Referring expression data
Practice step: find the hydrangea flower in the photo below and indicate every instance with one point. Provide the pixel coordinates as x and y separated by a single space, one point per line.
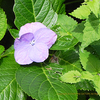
33 44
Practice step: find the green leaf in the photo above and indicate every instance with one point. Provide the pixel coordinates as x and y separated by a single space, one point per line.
94 6
1 50
68 60
35 82
3 23
58 6
64 43
94 97
91 30
71 77
86 75
67 24
96 82
9 51
14 33
90 62
27 11
9 89
85 85
78 31
82 12
96 46
65 40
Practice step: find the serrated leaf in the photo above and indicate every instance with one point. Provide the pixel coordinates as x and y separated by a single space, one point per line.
86 75
65 40
67 24
82 12
35 82
14 33
71 77
94 6
1 50
96 82
58 6
94 97
27 11
9 89
96 46
54 69
90 62
3 23
85 85
64 43
91 30
68 60
78 31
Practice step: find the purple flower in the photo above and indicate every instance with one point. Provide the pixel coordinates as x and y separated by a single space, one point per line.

→ What is expected
Omitting the images, output each record precisely as written.

→ Result of this task
Practice step: find the hydrangea flower in the photo below and indicate every instance with one point. Provide the pixel coordinates as x and y separated by a single space, one point per line.
33 44
Practice step: find the green leaf in the photo above and indicate every instance with one point. Provide the pixel coordinates as x and y separated by a single space, one point per line.
94 6
1 50
68 60
35 82
3 23
58 6
64 43
94 97
91 30
71 77
86 75
67 24
96 82
9 51
14 33
90 62
27 11
9 89
85 85
78 31
82 12
96 46
65 40
Practice step: find the serrated leaf in the photo above and indicate every instance with one point. Provide the pixel coordinates as x and y separated by a single space, one point per line.
86 75
65 40
67 24
82 12
35 82
14 33
71 77
94 6
1 50
96 82
58 6
94 97
27 11
9 89
96 46
54 69
90 62
3 23
85 85
64 43
91 30
68 60
78 31
Practice step: find the purple flower in the photo above and indicate every instance with one point. Provide the pixel coordinates as x and y separated by a single space, one point per line.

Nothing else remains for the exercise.